Vorliegender Text
········

Wer über Sinn oder Sinnlosigkeit des Lebens nachsinnt, denkt sozusagen im Leerlauf. Das Leben liegt jenseits davon. Sinn oder Sinnlosigkeit also: Weder das eine noch das andere macht Sinn. Das lässt sich sachlich herleiten. Bedauerlich für die, die sich in einem Sinn des Lebens sonnen, jedoch ein Glück für jene, die die angebliche Sinnlosigkeit des Lebens herunterzieht. Für beide gibt es gute Nachrichten.
Kosmische Zusammenhänge verraten so viel Sinn wie aufgewirbelter Staub. Es hat sich eingebürgert, dass man den Bereich des Lebens im Gegensatz zu Mikro- und Makrokosmos als ein mittlerer Zwischenbereich bezeichnet, nämlich als Mesokosmos. Daraus folgt: Sinn taucht im Mesokosmos auf. Eben als Frage nach dem Sinn. Und diese Frage kommt als Mensch zur Welt. Also hat die Evolution immerhin die Sinnfrage hervorgebracht. Damit ist über Sinn oder Sinnlosigkeit des Lebens noch nichts gesagt. Aber man darf klarstellen, dass es sehr wohl etwas über diesen Kosmos aussagt, wenn er zwar keinen handfesten Sinn erzeugt, der für uns auf Anhieb lesbar wäre, jedoch die Frage danach aus sich hervorbringt.

········

Zu bearbeitende Aufgaben
a) Zitieren Sie aus dem Text über den Sinn des Lebens den Abschnitt von "Wer über Sinn" bis einschließlich "es gute Nachrichten.".
b) Mit welchem Begriff wird der Bereich des Lebens laut dem Text über den Sinn des Lebens im Gegensatz zu Mikro- und Makrokosmos bezeichnet?
c) Übersetzen Sie den Satz "Kosmische Zusammenhänge verraten so viel Sinn wie aufgewirbelter Staub." aus dem Text über den Sinn des Lebens ins Englische.

Gegebenes Material
········

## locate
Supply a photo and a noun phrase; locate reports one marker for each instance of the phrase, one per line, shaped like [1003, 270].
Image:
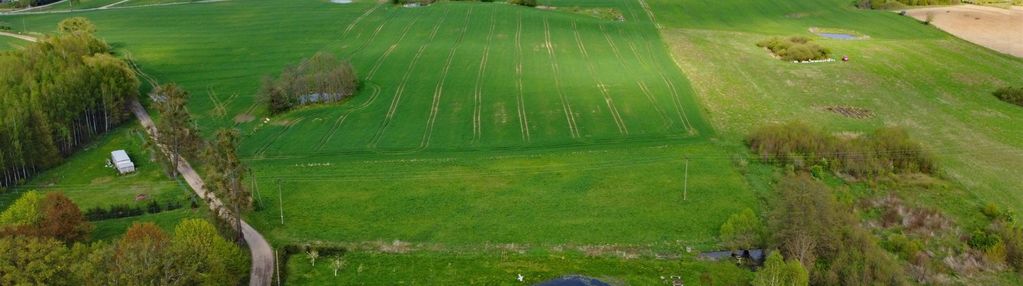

········

Lösungen
a)
Wer über Sinn oder Sinnlosigkeit des Lebens nachsinnt, denkt sozusagen im Leerlauf. Das Leben liegt jenseits davon. Sinn oder Sinnlosigkeit also: Weder das eine noch das andere macht Sinn. Das lässt sich sachlich herleiten. Bedauerlich für die, die sich in einem Sinn des Lebens sonnen, jedoch ein Glück für jene, die die angebliche Sinnlosigkeit des Lebens herunterzieht. Für beide gibt es gute Nachrichten.

b) Als Mesokosmos.

c) Cosmic connections reveal as much meaning as stirred-up dust.